Word for word, repeat the lines of the records from the one containing "Would you point at the bamboo plant" through the last line, both included.
━━━
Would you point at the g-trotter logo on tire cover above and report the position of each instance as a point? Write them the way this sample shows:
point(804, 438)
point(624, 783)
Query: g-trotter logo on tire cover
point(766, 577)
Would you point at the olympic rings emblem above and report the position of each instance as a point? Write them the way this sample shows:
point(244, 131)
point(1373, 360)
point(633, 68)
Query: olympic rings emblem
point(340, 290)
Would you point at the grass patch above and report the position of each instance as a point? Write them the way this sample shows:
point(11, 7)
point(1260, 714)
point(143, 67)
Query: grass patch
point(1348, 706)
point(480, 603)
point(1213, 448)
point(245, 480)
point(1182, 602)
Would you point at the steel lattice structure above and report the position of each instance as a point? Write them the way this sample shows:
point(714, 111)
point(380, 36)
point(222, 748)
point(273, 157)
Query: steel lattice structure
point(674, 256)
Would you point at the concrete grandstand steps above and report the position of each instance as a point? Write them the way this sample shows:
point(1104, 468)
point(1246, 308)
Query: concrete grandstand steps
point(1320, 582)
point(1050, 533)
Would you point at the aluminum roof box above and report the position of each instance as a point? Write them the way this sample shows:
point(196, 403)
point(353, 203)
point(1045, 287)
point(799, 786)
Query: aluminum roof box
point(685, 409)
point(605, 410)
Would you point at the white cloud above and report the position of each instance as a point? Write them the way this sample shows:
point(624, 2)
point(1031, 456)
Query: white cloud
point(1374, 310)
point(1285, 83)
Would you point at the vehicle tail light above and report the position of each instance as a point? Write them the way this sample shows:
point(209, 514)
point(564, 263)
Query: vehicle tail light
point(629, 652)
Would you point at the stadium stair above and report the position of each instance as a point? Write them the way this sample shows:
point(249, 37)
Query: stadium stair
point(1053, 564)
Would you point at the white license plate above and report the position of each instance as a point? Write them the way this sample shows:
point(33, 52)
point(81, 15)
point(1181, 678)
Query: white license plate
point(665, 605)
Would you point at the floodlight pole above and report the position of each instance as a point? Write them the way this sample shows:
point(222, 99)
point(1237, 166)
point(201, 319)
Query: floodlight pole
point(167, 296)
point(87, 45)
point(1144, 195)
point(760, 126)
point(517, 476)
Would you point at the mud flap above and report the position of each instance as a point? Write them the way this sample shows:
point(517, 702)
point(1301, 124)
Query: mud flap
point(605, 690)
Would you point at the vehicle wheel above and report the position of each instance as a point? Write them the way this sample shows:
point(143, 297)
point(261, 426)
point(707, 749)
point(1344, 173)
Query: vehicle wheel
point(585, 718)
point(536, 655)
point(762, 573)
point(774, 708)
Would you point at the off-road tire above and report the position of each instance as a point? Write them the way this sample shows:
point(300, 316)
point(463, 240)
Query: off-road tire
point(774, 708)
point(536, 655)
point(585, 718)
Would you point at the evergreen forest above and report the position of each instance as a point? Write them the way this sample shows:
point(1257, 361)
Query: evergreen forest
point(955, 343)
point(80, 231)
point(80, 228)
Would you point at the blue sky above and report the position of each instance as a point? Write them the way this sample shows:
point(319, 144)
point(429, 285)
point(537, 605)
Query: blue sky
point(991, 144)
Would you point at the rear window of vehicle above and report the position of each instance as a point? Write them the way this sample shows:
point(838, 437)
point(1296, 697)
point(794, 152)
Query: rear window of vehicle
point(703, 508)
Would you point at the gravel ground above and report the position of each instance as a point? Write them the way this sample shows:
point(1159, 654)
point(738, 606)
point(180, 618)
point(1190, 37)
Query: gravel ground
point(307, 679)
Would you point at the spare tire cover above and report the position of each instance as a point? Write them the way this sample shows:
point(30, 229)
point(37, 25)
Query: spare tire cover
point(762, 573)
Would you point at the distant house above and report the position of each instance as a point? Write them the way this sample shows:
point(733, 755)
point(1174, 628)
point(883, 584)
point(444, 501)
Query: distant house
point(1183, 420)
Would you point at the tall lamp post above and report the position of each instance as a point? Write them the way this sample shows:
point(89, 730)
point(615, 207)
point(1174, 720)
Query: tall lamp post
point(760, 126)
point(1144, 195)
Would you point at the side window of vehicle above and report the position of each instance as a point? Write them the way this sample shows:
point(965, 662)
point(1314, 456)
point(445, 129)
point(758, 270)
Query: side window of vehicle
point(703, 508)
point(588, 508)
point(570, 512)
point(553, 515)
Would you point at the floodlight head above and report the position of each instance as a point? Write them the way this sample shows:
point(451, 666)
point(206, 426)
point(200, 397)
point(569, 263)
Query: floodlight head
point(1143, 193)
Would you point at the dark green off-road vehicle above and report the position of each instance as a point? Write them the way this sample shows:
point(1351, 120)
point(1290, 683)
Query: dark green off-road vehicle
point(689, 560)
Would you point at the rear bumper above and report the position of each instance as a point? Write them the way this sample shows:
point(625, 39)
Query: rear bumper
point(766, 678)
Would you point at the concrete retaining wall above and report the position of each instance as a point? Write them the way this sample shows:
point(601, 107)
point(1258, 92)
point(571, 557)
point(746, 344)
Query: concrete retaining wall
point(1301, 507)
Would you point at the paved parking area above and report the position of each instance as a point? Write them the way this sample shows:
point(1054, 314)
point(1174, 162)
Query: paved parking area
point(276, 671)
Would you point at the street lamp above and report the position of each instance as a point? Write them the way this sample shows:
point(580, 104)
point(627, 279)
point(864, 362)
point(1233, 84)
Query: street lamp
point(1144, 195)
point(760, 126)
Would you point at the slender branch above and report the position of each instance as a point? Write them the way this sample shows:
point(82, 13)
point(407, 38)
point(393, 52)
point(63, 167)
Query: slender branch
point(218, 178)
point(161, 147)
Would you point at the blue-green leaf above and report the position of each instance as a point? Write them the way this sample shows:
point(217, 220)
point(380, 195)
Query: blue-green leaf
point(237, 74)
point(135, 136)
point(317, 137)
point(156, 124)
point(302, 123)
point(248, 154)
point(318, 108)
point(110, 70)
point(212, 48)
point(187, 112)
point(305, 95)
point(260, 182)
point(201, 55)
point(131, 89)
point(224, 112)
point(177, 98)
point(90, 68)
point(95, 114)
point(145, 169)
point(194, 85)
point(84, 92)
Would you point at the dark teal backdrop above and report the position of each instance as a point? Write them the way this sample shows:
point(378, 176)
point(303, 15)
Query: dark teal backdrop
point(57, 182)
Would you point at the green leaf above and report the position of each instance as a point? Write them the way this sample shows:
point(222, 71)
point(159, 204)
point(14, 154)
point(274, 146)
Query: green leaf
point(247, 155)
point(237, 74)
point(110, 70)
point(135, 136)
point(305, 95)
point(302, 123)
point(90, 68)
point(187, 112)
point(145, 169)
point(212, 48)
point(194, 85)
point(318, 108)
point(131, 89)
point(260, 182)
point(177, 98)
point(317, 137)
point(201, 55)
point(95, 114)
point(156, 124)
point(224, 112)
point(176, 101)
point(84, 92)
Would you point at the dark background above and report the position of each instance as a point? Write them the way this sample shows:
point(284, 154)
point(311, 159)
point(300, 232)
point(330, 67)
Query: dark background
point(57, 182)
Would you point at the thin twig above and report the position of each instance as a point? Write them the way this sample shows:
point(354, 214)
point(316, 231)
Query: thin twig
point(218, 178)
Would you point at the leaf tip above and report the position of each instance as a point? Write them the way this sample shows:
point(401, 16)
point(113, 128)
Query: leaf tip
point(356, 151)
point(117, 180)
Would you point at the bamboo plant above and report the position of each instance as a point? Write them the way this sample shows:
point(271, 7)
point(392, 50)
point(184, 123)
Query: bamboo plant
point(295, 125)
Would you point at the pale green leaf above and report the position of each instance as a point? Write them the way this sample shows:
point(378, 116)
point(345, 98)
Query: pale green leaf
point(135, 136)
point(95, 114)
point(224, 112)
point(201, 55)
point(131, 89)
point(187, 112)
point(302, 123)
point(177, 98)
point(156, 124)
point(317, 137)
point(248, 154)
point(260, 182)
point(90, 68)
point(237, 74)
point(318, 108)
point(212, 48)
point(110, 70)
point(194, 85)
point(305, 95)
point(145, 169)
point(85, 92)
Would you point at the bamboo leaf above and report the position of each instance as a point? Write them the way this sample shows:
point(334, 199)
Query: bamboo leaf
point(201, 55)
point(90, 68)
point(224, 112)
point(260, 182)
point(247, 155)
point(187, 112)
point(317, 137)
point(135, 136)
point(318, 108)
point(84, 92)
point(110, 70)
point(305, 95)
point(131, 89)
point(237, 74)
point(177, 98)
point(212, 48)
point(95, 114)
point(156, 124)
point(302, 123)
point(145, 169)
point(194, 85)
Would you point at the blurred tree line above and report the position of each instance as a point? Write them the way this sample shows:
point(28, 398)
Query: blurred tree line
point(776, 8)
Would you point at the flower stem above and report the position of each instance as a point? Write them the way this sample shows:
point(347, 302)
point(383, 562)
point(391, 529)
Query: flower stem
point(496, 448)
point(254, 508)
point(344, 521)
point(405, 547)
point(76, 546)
━━━
* _SOLUTION FOR THIS EXERCISE_
Would you point at the bamboo plant above and report the position of each instance as a point? Write them the way this sample shows:
point(271, 7)
point(392, 50)
point(184, 123)
Query: bamboo plant
point(295, 125)
Would you point at the pale green leaf above and report the position of each instance as a point? Write them the way this sample shows:
point(378, 116)
point(345, 98)
Query: pale green leaf
point(135, 136)
point(95, 114)
point(224, 112)
point(201, 55)
point(131, 89)
point(187, 112)
point(302, 123)
point(177, 98)
point(156, 124)
point(317, 137)
point(248, 154)
point(260, 182)
point(90, 68)
point(237, 74)
point(318, 108)
point(212, 48)
point(110, 70)
point(194, 85)
point(305, 95)
point(145, 169)
point(85, 92)
Would you point at the bamboo leaf above and report the position of each instance as a point? Write them the way this sample shows:
point(334, 199)
Query: bamboo leaf
point(201, 55)
point(90, 68)
point(224, 112)
point(260, 182)
point(247, 155)
point(187, 112)
point(317, 137)
point(135, 136)
point(318, 108)
point(84, 92)
point(110, 70)
point(305, 95)
point(131, 89)
point(237, 74)
point(177, 98)
point(212, 48)
point(95, 114)
point(156, 124)
point(302, 123)
point(145, 169)
point(194, 85)
Would you point at the blurred tree line above and report the position of each instance as a point? Write them the way this sample shows:
point(28, 398)
Query: blurred tree line
point(776, 8)
Would you point at the flower stem above and report the position of each instance as a point? Write them the way this sample shows:
point(347, 302)
point(383, 562)
point(391, 529)
Query: flower stem
point(496, 448)
point(254, 508)
point(344, 521)
point(405, 547)
point(76, 546)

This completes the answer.